• **WHAT YOU ARE ASKED TO DO**:
Return each of the lines below with no change to its wording, leaving out the pictures.

— START OF DATASET CONTENT —

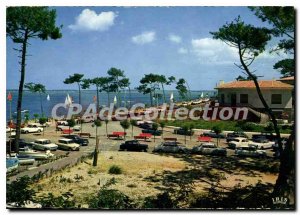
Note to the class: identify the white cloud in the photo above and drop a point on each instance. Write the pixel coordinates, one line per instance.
(174, 38)
(89, 20)
(209, 50)
(145, 37)
(182, 51)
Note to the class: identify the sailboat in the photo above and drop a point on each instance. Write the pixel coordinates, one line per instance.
(115, 100)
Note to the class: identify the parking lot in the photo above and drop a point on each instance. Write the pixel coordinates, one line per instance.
(107, 144)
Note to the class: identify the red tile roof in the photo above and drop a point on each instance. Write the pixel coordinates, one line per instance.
(270, 84)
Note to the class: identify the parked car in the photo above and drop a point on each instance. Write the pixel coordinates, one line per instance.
(44, 144)
(238, 142)
(35, 154)
(77, 128)
(47, 124)
(275, 146)
(153, 132)
(62, 127)
(213, 134)
(62, 122)
(77, 139)
(262, 144)
(12, 145)
(32, 129)
(68, 144)
(231, 136)
(145, 126)
(249, 151)
(133, 145)
(170, 147)
(209, 149)
(181, 131)
(8, 129)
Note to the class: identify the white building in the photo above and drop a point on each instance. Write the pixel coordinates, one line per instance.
(277, 94)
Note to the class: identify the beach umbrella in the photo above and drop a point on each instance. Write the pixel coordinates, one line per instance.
(171, 97)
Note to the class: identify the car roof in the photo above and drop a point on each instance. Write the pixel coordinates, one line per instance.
(65, 139)
(41, 139)
(207, 144)
(240, 138)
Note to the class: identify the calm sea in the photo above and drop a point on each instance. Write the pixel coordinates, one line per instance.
(31, 101)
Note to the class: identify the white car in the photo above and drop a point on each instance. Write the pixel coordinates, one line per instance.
(263, 144)
(47, 124)
(250, 152)
(62, 127)
(62, 123)
(35, 154)
(44, 144)
(8, 129)
(68, 144)
(32, 129)
(209, 149)
(238, 142)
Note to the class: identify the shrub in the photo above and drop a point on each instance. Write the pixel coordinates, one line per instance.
(19, 191)
(65, 201)
(110, 198)
(162, 200)
(114, 169)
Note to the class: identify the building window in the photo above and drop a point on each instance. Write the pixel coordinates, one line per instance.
(244, 98)
(276, 99)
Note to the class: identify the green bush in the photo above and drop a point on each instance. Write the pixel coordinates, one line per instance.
(114, 169)
(65, 201)
(19, 191)
(161, 201)
(110, 198)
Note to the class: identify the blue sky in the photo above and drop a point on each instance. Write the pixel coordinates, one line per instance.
(139, 40)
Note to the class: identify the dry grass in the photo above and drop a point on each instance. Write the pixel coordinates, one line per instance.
(137, 168)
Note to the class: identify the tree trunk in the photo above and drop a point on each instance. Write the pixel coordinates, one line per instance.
(20, 94)
(162, 86)
(108, 99)
(151, 99)
(97, 99)
(106, 129)
(79, 93)
(42, 110)
(95, 160)
(130, 99)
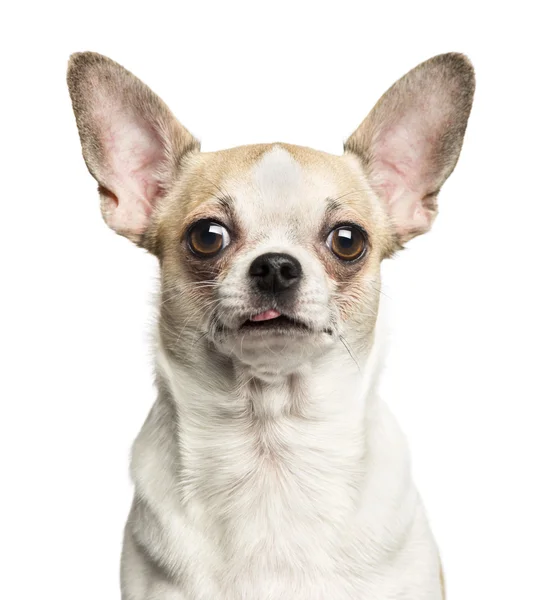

— END OF DATASET CONTENT —

• **EXERCISE SOLUTION**:
Note to the class: identify the white cloud in the photo above and drop a point on each instance. Write the pixel coordinates, one line per instance.
(174, 38)
(89, 20)
(209, 50)
(145, 37)
(182, 51)
Note to the class: identify the sailboat in the photo above and drop a point on each instance. Write the pixel coordinates, one line per instance.
(115, 100)
Note to the class: identify the parking lot in the photo above and drop a point on each instance. Write the pixel coordinates, one line per instance.
(107, 144)
Note to the class: identify the red tile roof in the photo above and drop a point on each instance. Write the pixel coordinates, one line per instance.
(270, 84)
Note to the class: identify the parked car in the photo above and drop a point on each instance. Write the pixel coordinates, one line per instance.
(44, 144)
(238, 142)
(35, 154)
(77, 128)
(47, 124)
(275, 146)
(153, 132)
(62, 127)
(213, 134)
(62, 122)
(77, 139)
(262, 144)
(12, 145)
(32, 129)
(68, 144)
(231, 136)
(145, 126)
(249, 151)
(133, 145)
(170, 147)
(209, 149)
(181, 131)
(8, 129)
Note to the class: identify the white building in the photo above and drop a point on each instance. Write the pixel coordinates, one line per instance.
(277, 94)
Note to the class: identify the beach umbrella in the photo above and drop a point on each instance. Write the pixel coordinates, one line per instance.
(171, 97)
Note to the class: identify the car roof in the photo above and drop a point on each instance. Write the pixel coordinates, one line per instance.
(65, 139)
(41, 139)
(207, 144)
(240, 138)
Note to the class: identify the calm sea in the photo above and drop a point on each instance. Write the pixel coordinates, one line per instance.
(31, 101)
Note to the class: identify the white car in the photo above and drop a point on each instance. Write the pixel coordinates, one line per instance.
(263, 144)
(47, 124)
(250, 152)
(62, 127)
(62, 123)
(35, 154)
(44, 144)
(8, 129)
(68, 144)
(32, 129)
(209, 149)
(238, 142)
Note to the class: identify the shrub in the photo above and drop a point on each instance. Write the pixel coordinates, one line per instance.
(19, 191)
(65, 201)
(110, 198)
(162, 200)
(114, 169)
Note to the class: identify the building window in the photo above and drop a point on each instance. Write the pixel coordinates, one line per instance.
(244, 98)
(276, 99)
Note to the class: identify the green bush in the photo above and drop a point on each instance. Write the pixel coordinates, one line per instance.
(114, 169)
(65, 201)
(19, 191)
(161, 201)
(110, 198)
Note to the class: identify the blue sky in the photo above and drop a point on each instance. Write the pixel coordinates, one line per instance.
(139, 40)
Note to the class: identify the dry grass in the photo above and drop a point on each instance. Write the pixel coordinates, one line per instance.
(137, 168)
Note to the class: identify the tree trunk in the photo above and drop a point on each instance. Write the pixel coordinates, one line per instance.
(20, 94)
(162, 86)
(108, 99)
(151, 99)
(97, 99)
(106, 129)
(79, 93)
(42, 110)
(95, 160)
(130, 99)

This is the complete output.